Será A Revolução Encriptada?

A imaginação popular e a mídia de massa, não apenas no Brasil, mas em todo o mundo, têm se concentrado majoritariamente nos aspectos de investimento financeiro das criptomoedas. Por esse motivo, a depender de com quem você fale, o fenômeno ora é visto como um jeito mágico de ganhar dinheiro fácil, ora como uma gigantesca bolha especulativa prestes a estourar, ou simplesmente como um esquema fraudulento de pirâmide financeira para roubar os incautos.
A verdade é que se você estiver se referindo a uma criptomoeda específica em um momento específico do tempo, todas as alternativas acima podem ser verdadeiras. Quem colocou dinheiro nas criptomoedas certas no início de 2017 teve ganhos acima de qualquer outro ativo do mercado ou de qualquer expectativa razoável. Isso pra não falar nos pioneiros do Bitcoin que tiveram fé e nervos para manter suas posições por vários anos. Esses viraram literalmente milionários à partir de investimentos insignificantes. Praticamente “magia” financeira.
Por outro lado, o Bitcoin perdeu dois terços do seu valor nas primeiras semanas de 2018, caindo abaixo dos 7.000 dólares, depois de ter chegado a quase 20.000 em meados de Dezembro de 2017 (no momento em que escrevo, está rodando na casa dos 10.000 dólares). Muitos enxergam nesse comportamento o final da fase de “euforia” de uma bolha especulativa e os primeiros sinais da fase de “aflição” (ver The Economist).
# # # # # # #
### [Pedido escrito A]
Segundo o texto sobre criptomoedas, quanto do seu valor o Bitcoin perdeu nas primeiras semanas de 2018?

### [Registros de origem]
# # # # # # #
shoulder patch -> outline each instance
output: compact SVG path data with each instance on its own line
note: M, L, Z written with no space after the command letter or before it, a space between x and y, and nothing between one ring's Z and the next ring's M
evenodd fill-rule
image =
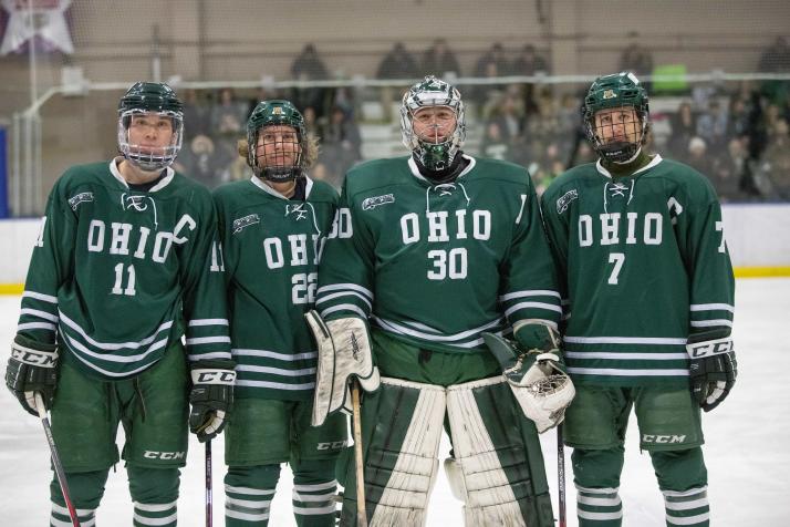
M386 205L388 203L395 203L394 194L384 194L383 196L365 198L365 200L362 202L362 210L373 210L374 208L381 207L382 205Z
M562 214L568 210L568 206L578 197L579 193L575 188L563 194L562 197L557 200L557 214Z
M93 193L80 193L69 198L69 206L72 210L76 210L76 207L81 203L93 202Z
M260 224L260 223L261 223L261 218L257 214L250 214L242 218L235 219L233 220L233 234L238 235L239 232L241 232L245 229L245 227L249 227L250 225L256 225L256 224Z

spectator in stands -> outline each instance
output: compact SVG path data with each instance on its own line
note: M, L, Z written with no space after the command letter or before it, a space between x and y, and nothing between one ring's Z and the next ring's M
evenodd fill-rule
M653 74L653 54L642 46L636 31L628 32L628 43L620 55L620 71L633 72L640 79ZM649 91L652 83L643 81L642 84Z
M491 44L491 49L478 59L475 66L475 76L505 76L509 74L510 64L508 64L508 60L505 56L505 48L502 48L501 42L495 42Z
M456 76L461 76L458 59L456 59L445 39L436 39L434 44L425 50L422 74L444 76L449 72L455 73Z
M419 76L417 61L403 42L395 42L378 63L377 79L413 80Z
M692 111L690 103L680 103L677 113L669 120L669 126L672 135L667 142L667 148L672 157L683 159L687 154L688 143L697 134L697 117Z
M757 69L762 73L790 72L790 45L784 37L777 37L773 43L762 52Z
M708 178L714 172L714 164L708 155L708 145L704 138L696 135L688 142L687 154L683 161Z
M697 117L697 135L705 140L708 152L714 155L724 153L727 144L727 111L718 100L708 101L708 108Z
M188 141L196 135L208 133L211 108L200 100L197 90L184 90L184 135Z
M323 81L329 79L329 71L319 55L315 44L309 42L291 64L291 76L299 81Z
M549 63L538 54L534 45L524 44L521 52L513 61L510 73L513 75L534 75L536 73L550 73Z

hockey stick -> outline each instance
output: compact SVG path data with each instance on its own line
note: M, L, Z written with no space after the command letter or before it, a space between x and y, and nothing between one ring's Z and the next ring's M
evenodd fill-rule
M206 527L211 527L211 440L206 442Z
M351 381L351 405L354 420L354 457L356 459L356 525L367 527L367 513L365 512L365 473L362 461L362 417L360 410L360 382Z
M50 418L46 416L46 406L44 406L44 400L41 397L41 394L39 392L35 392L33 397L35 399L35 410L39 412L41 423L44 425L46 443L49 443L50 445L50 454L52 455L52 466L55 469L55 476L58 476L58 483L61 486L61 494L63 495L63 500L65 502L66 508L69 509L71 523L74 527L80 527L80 518L76 515L74 504L71 503L69 484L65 480L65 471L63 469L63 464L61 463L61 456L58 455L58 448L55 447L55 438L52 436L52 427L50 426Z
M557 493L560 496L559 527L565 527L565 445L562 443L562 423L557 425Z

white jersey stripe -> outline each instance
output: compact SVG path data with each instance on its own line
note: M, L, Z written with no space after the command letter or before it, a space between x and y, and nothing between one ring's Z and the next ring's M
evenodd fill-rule
M357 286L356 283L334 283L332 286L323 286L323 287L320 287L318 289L318 291L315 291L315 294L320 297L321 294L323 294L326 291L342 291L344 289L351 289L352 291L358 291L362 294L364 294L365 297L367 297L368 299L371 299L371 301L373 301L373 291L371 291L370 289L366 289L362 286Z
M501 297L499 297L499 301L507 302L508 300L512 300L513 298L524 298L524 297L557 297L557 298L561 298L559 292L552 291L550 289L528 289L524 291L513 291L513 292L509 292L507 294L502 294Z
M729 311L735 312L735 306L729 303L693 303L690 306L692 311Z
M35 300L43 300L44 302L50 302L50 303L58 303L58 297L52 297L50 294L44 294L41 292L35 292L35 291L24 291L22 293L22 298L28 297L28 298L34 298Z
M235 348L230 350L230 352L233 355L243 355L243 356L263 356L267 359L274 359L278 361L301 361L301 360L308 360L308 359L315 359L319 356L319 353L315 351L305 351L303 353L278 353L276 351L269 351L269 350L251 350L251 349L243 349L243 348Z
M617 353L616 351L565 351L569 359L612 359L624 361L677 361L688 359L687 353Z
M686 345L686 339L653 337L564 337L564 342L572 344L657 344Z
# # # # # # #
### [Pedido escrito B]
Nos registros, troque "hockey stick" por "field hockey stick" nas linhas entre a que contém "hockey stick -> outline each instance" e a que contém "M557 493L560 496L559", inclusive, e reescreva só essas linhas, sem nenhuma outra mudança.

### [Resposta do exercício A]
Dois terços do seu valor.

### [Resposta do exercício B]
field hockey stick -> outline each instance
output: compact SVG path data with each instance on its own line
note: M, L, Z written with no space after the command letter or before it, a space between x and y, and nothing between one ring's Z and the next ring's M
evenodd fill-rule
M206 527L211 527L211 440L206 442Z
M351 381L351 405L354 420L354 457L356 459L356 525L367 527L367 513L365 512L365 473L362 461L362 417L360 410L360 382Z
M50 418L46 416L46 406L44 406L44 400L41 397L41 394L39 392L35 392L33 397L35 399L35 410L39 412L41 423L44 425L46 443L49 443L50 445L50 454L52 455L52 466L55 469L55 476L58 476L58 483L61 486L61 494L63 495L63 500L65 502L66 508L69 509L71 523L74 527L80 527L80 518L76 515L74 504L71 503L69 484L65 480L65 471L63 469L63 464L61 463L61 456L58 455L58 448L55 447L55 438L52 436L52 427L50 426Z
M557 493L560 496L559 527L565 527L565 445L562 443L562 423L557 425Z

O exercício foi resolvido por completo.